WORK TO BE COMPLETED — Output the records, every one, exactly as given.

DATA PROVIDED —
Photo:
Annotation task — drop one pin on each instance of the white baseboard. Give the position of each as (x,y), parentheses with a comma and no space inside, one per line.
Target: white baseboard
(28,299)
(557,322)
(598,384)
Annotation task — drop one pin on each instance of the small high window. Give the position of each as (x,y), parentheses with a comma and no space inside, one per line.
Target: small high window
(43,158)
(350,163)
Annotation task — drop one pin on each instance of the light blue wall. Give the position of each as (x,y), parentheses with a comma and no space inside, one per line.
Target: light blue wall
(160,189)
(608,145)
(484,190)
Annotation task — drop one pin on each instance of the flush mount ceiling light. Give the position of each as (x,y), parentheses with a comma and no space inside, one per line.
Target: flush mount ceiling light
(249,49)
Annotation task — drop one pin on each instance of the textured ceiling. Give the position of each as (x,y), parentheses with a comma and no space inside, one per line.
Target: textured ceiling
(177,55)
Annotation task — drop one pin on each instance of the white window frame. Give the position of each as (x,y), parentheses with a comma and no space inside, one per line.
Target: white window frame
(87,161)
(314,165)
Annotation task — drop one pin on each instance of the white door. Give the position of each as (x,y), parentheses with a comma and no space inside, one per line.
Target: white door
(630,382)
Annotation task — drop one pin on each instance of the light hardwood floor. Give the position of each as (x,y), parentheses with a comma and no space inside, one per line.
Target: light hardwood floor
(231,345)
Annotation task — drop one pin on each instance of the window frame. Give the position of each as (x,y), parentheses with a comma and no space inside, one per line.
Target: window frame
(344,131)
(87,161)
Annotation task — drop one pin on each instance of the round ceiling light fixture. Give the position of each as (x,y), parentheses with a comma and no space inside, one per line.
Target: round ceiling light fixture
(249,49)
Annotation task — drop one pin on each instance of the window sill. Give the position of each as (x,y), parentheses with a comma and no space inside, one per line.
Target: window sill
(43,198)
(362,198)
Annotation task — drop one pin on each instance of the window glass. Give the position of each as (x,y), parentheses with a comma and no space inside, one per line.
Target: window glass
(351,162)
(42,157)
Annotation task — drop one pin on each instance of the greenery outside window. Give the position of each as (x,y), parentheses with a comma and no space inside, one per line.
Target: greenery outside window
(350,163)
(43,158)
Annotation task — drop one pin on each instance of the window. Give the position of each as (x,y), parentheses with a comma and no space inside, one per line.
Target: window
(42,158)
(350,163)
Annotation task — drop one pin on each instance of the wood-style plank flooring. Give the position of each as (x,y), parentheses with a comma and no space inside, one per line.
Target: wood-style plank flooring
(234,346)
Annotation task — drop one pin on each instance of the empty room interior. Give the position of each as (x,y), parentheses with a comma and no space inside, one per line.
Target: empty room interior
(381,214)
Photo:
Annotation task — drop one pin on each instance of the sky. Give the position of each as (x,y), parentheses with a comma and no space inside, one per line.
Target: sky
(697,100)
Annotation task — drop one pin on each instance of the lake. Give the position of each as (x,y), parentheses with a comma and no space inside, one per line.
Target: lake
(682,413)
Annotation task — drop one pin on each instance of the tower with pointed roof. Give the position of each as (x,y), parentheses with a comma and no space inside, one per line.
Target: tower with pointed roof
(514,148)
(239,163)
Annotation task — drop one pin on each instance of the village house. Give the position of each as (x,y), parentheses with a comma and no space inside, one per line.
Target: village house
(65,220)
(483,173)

OUTPUT —
Photo:
Annotation task — drop one pin on each instance of the white baseboard. Give the position of each as (x,y), parentheses with a comma and no space inside, one per line.
Target: white baseboard
(28,299)
(557,322)
(598,384)
Annotation task — drop one pin on each instance of the small high window. Give the position of each as (x,y), parentheses with a comma and no space inside, one per line.
Target: small high window
(43,158)
(350,163)
Annotation task — drop one pin on each instance of the light blue wall. Give the position of each as (x,y), parentheses with a comma and no space inside, one per line.
Target: light blue wall
(160,189)
(608,145)
(484,190)
Annotation task — drop one pin on each instance of the flush mount ceiling light. Give the position of each as (x,y), parentheses with a comma and no space inside, one per line.
Target: flush mount ceiling light
(249,49)
Annotation task — drop one pin on each instance of the textured ceiling. Give the position of each as (x,y), parentheses with a comma and no space inside, one per line.
Target: textured ceiling
(177,55)
Annotation task — drop one pin on each instance of the white window frame. Give the position of each as (x,y), parentheses with a comma and no space inside, one per line.
Target: white window frame
(87,161)
(314,165)
Annotation task — drop one pin on each instance of the white door. Give the position of each as (x,y), parentheses with a comma and no space inside, one per line.
Target: white door
(630,382)
Annotation task — drop one pin on each instance of the light hardwood floor. Give the position of each as (x,y), parentheses with a comma and no space inside, one per line.
Target: light hardwood floor
(231,345)
Annotation task — drop one pin on each instance of the window frame. Give the position of each as (x,y), parentheses with a comma and no space inside, one per line.
Target: window frame
(344,131)
(87,161)
Annotation task — drop one pin on each instance of the round ceiling light fixture. Give the position of each as (x,y), parentheses with a comma and no space inside, one per line.
Target: round ceiling light fixture
(249,49)
Annotation task — drop one pin on each instance of the window sill. Give the position of each as (x,y), parentheses with a comma and no space inside, one per line.
Target: window sill
(43,198)
(362,198)
Annotation task — drop one pin on each instance of the window glass. Give the position of each as (x,y), parentheses with a comma and no space inside, one per line.
Target: window glass
(351,162)
(42,157)
Annotation task — drop one pin on each instance of the greenery outside window. Give the position of each as (x,y), parentheses with a comma and no space inside, one per line.
Target: greenery outside window
(350,163)
(43,158)
Annotation task — drop one pin on each instance of the window. Give the position of each as (x,y), parentheses with a comma and no space inside, one per line.
Target: window
(42,158)
(350,163)
Annotation task — drop one pin on each instance of the wood-style plank flooring. Give the position of each as (x,y), parentheses with a comma and no space inside, one per line.
Target: wood-style plank flooring
(234,346)
Annotation task — drop one pin on each instance of the empty room interior. Give the position of each as (x,y), parentheses with a comma and no space inside, one per line.
Target: empty room interior
(381,214)
Photo:
Annotation task — drop one pin on each instance of the sky. Give the position of each as (x,y), parentheses with a comma and no space inside, one per line.
Target: sky
(697,100)
Annotation task — drop one pin on each instance of the lake. Give the position of each as (x,y), parentheses with a comma and no space inside, one per line.
Target: lake
(682,413)
Annotation task — drop one pin on each instance of the tower with pointed roof. Give the position of each as (x,y), parentheses with a comma and no space inside, one per line.
Target: tower with pointed roof
(514,148)
(239,163)
Annotation task — drop one pin on each instance of the village house. Give the position of each as (x,y), parentheses with a comma and no space inside, one per line.
Target: village house
(65,220)
(483,173)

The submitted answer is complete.